> [WHAT IS REQUIRED]
Report every line below that holds the word "picture".

....

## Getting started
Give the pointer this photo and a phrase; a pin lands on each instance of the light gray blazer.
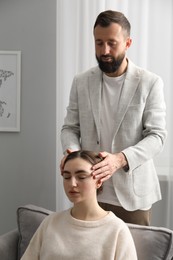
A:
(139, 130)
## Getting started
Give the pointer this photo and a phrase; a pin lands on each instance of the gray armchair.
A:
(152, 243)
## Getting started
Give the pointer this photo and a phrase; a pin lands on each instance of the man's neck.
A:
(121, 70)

....

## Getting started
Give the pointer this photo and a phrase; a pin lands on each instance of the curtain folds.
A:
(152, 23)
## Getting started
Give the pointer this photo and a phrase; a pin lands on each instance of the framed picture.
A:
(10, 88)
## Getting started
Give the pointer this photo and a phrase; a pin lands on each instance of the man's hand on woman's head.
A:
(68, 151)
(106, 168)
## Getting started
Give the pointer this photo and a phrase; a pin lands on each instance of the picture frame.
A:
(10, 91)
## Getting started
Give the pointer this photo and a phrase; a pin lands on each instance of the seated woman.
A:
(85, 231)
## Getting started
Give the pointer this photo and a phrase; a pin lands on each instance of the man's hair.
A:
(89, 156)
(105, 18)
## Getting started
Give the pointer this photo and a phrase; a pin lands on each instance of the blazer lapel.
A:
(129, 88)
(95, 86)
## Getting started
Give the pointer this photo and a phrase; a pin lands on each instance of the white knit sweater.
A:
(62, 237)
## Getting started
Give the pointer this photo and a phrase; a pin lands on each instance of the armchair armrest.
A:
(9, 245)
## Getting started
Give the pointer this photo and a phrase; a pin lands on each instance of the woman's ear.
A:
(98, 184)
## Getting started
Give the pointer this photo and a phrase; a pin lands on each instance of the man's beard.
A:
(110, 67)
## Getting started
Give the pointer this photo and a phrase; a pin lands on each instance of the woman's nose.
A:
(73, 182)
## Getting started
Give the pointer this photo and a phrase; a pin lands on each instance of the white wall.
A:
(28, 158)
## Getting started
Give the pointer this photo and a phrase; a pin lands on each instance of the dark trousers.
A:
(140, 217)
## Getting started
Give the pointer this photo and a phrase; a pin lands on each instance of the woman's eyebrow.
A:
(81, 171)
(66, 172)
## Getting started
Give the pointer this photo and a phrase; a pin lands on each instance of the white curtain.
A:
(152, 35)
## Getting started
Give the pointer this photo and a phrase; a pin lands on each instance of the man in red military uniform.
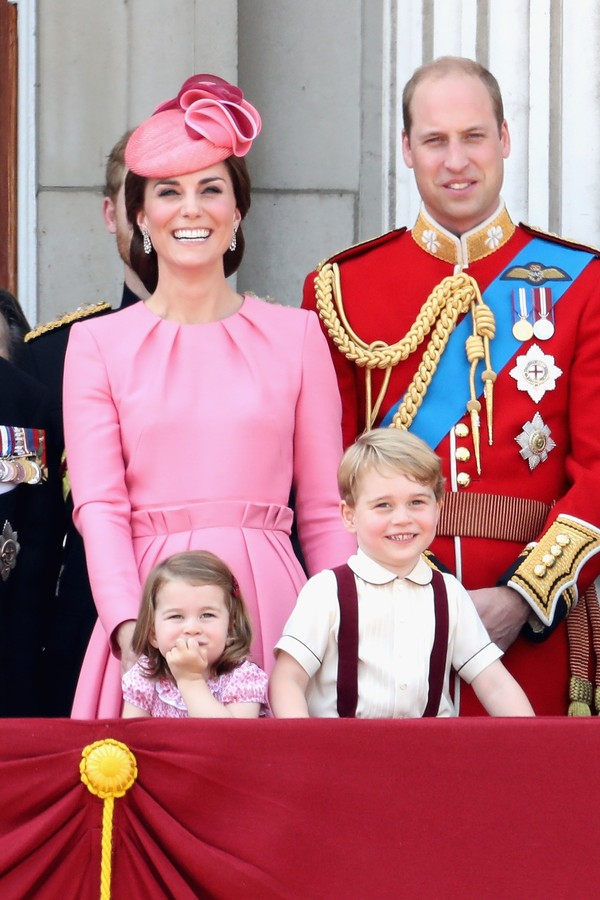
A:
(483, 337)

....

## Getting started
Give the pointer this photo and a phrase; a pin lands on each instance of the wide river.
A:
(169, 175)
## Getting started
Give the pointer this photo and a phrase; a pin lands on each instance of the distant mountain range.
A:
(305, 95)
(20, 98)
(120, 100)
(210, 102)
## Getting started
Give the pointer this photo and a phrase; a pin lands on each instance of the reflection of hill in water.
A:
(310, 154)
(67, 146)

....

> [ANSWER SPACE]
Give the pointer this photo and a phrase; a pin lands on each instance of the framed picture.
Give the pointer this photo and a phrase; a pin lands on each instance of the picture frame.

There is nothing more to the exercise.